**OBJECTIVE**
Can you reproduce the stretch of the police-killings interview from "Recently, articles in" through "here, the Every 28 Hours Report.", replacing "external funding" with "outside funding"?

Police Killing Unarmed Black People at an alarming rate




JARED BALL, PRODUCER, @IMIXWHATILIKE: What's up world, and welcome back to The Real News Network. I'm Jared Ball.
Recently, articles in the Washington Post and the Guardian have sought to again address the now-international focus on police violence. To discuss their approach, and perhaps the counter-narrative to that approach, joining us from Jackson, Mississippi is Kali Akuno. Kali Akuno is the coordinator of special projects and external funding for the late mayor Chokwe Lumumba, and currently Kali Akuno is devoting his time to Cooperation Jackson, building a solidarity economy. Some of us also know of him from his long work with the Malcolm X Grassroots Movement, and specific to our conversation here, the Every 28 Hours Report.
Kali Akuno, welcome to The Real News Network once again.
KALI AKUNO, ORGANIZER, MALCOLM X GRASSROOTS MOVEMENT: Pleasure to be here.
BALL: So I did want to ask you to respond to the Guardian and the Washington Post and some of their approach to the amount of police killings taking place here in the United States, and ask you to add some depth and context that they did not include. And I wanted to start by asking you if you thought at all that their coverage was itself meant to dismiss the work that you were instrumental in conducting in the Every 28 Hours Report.
AKUNO: Well, great question. Let me start off by saying that they're filling a gap. And it's one that needs to be filled. But their approach is very skewed. How they're going about it, and particularly with this focus on whether a person is armed or unarmed. And I think anybody who paid attention to what happened in North Charleston with the Scott case knows how easy the police fabricate evidence, particularly on black folks, all the time. So you really got to take that with a grain of salt.
The other thing you got to really kind of notice about the [way that] they're trying to frame it is to put everything in these narrow moral terms, forgetting that in most states throughout the United States that people have the right to bear arms. And a lot of states, particularly in the South, people have a right to bear arms without, with concealed arms. So to really have a focus on whether somebody is armed or unarmed, trying to make a, kind of a narrow moral judgment in a country that's armed to the teeth and has always been armed to the teeth is really barking up the wrong tree in terms of what their focus and what their analysis is really about.
And what the focus really should be about, I think, is getting to the underlying root of why are so many black men, women, and children being hunted and killed by the police throughout this country? That's the real question, and I think what, why the Guardian and the Washington Post I think have really tried to pick up on some of the work that Arlene Eisen, myself, and others even before us have done to really make these facts clear. We have to be careful about how it's framed, so it kind of gets at the root of the problem and not just try to present information to be somewhat like inflammatory or did-you-know type of information. People being killed and being disposed of is not a did-you-know type of scenario. Some action has to be taken based on these facts.

**MATERIAL SHOWN**

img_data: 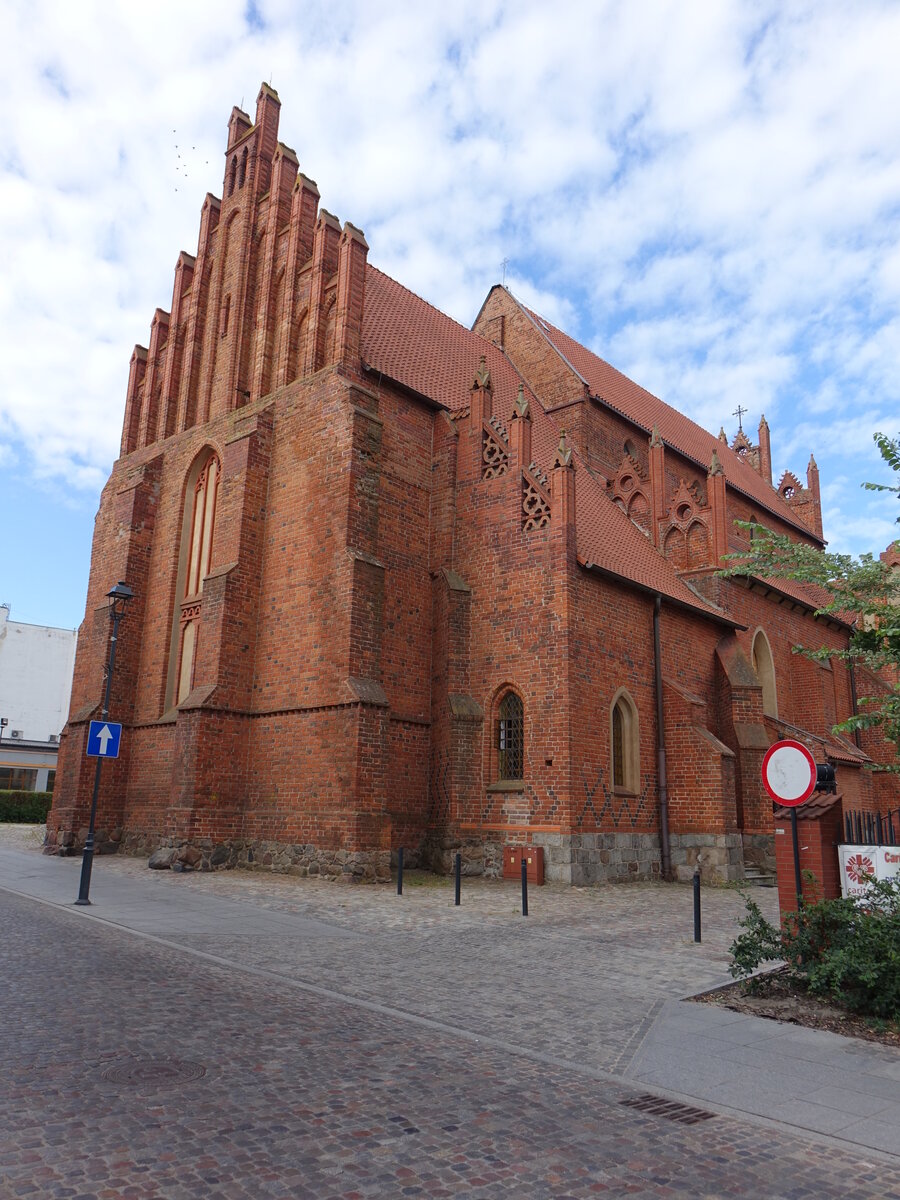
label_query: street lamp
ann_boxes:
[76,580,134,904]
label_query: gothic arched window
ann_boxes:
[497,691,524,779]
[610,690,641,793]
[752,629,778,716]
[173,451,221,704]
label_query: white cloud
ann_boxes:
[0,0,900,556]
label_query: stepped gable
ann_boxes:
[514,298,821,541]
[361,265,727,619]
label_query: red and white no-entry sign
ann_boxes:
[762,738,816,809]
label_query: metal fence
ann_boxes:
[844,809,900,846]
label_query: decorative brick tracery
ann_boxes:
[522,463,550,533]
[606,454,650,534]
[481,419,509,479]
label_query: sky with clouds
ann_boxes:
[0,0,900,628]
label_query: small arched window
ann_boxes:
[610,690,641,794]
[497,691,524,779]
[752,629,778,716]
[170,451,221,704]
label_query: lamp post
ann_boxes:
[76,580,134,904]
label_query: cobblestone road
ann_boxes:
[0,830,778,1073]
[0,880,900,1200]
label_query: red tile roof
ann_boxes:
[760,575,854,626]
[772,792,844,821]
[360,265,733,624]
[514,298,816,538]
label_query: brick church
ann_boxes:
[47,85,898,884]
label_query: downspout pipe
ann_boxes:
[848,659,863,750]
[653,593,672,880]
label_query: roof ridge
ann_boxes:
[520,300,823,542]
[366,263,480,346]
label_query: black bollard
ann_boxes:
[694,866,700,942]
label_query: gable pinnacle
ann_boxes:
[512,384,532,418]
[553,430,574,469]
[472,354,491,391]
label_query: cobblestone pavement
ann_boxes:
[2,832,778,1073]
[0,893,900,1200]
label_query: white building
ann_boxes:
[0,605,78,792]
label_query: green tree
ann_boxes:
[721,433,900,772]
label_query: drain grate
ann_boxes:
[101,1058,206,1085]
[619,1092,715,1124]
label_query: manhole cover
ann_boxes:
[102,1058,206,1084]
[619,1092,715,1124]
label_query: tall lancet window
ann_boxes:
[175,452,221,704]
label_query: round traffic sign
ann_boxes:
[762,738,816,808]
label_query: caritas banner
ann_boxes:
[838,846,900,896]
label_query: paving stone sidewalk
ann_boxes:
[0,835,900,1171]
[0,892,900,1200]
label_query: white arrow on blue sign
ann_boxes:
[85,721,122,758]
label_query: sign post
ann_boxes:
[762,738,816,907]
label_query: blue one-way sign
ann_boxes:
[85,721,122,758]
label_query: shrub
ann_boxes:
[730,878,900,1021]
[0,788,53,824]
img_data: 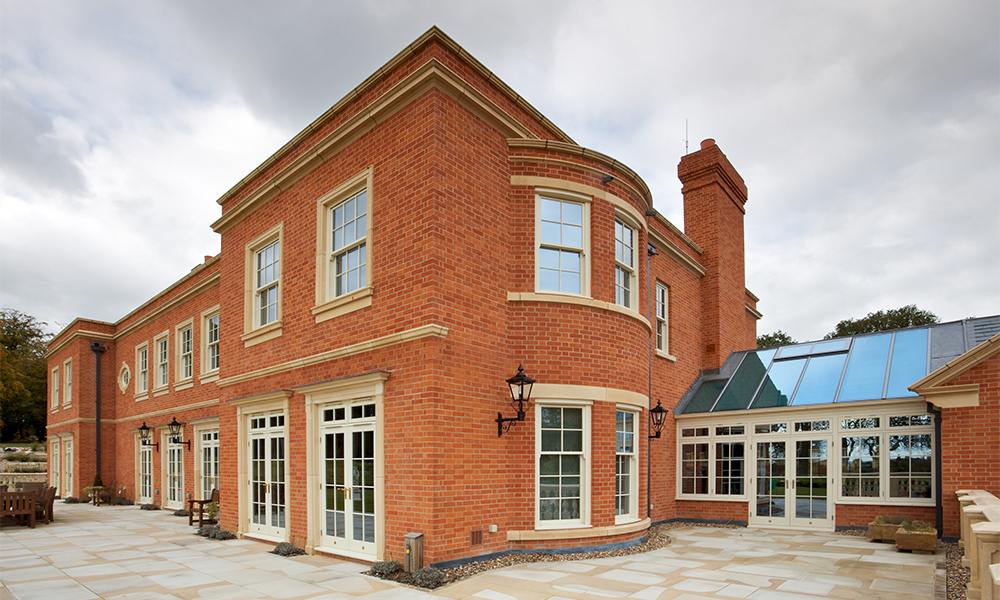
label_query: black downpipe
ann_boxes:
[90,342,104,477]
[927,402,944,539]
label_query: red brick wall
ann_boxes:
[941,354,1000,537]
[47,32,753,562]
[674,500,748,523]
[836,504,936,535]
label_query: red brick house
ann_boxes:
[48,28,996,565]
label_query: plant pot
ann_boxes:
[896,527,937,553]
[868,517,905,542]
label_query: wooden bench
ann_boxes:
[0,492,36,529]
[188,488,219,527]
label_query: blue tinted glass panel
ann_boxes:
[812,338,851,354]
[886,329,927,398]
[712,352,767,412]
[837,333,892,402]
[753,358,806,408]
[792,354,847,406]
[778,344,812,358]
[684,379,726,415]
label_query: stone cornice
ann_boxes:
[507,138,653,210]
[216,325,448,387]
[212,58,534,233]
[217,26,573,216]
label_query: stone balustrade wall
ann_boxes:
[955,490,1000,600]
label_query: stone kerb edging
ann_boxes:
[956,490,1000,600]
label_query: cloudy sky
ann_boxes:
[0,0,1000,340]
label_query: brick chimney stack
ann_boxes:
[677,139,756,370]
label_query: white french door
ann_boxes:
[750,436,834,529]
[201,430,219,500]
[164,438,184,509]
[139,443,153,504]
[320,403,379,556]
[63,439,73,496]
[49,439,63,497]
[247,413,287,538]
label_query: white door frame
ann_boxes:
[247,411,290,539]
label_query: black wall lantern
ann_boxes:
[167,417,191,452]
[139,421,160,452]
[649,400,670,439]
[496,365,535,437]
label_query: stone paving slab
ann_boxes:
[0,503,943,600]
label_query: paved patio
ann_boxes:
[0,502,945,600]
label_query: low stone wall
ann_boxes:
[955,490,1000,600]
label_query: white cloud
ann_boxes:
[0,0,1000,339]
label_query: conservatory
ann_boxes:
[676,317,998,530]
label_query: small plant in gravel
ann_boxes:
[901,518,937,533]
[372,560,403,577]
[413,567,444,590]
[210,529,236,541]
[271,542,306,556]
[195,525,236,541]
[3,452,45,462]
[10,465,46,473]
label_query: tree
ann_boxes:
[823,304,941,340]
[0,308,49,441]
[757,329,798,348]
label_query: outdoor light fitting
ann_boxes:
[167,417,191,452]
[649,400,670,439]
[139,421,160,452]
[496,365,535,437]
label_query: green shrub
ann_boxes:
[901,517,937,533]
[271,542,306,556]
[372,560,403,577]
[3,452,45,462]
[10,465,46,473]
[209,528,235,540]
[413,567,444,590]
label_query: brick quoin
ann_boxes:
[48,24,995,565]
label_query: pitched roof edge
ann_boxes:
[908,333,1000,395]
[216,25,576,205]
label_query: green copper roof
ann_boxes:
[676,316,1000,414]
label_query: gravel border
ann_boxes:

**FULL SOLUTION**
Recently, articles in the Washington Post and the Guardian have sought to again address the now-international focus on police violence. To discuss their approach, and perhaps the counter-narrative to that approach, joining us from Jackson, Mississippi is Kali Akuno. Kali Akuno is the coordinator of special projects and outside funding for the late mayor Chokwe Lumumba, and currently Kali Akuno is devoting his time to Cooperation Jackson, building a solidarity economy. Some of us also know of him from his long work with the Malcolm X Grassroots Movement, and specific to our conversation here, the Every 28 Hours Report.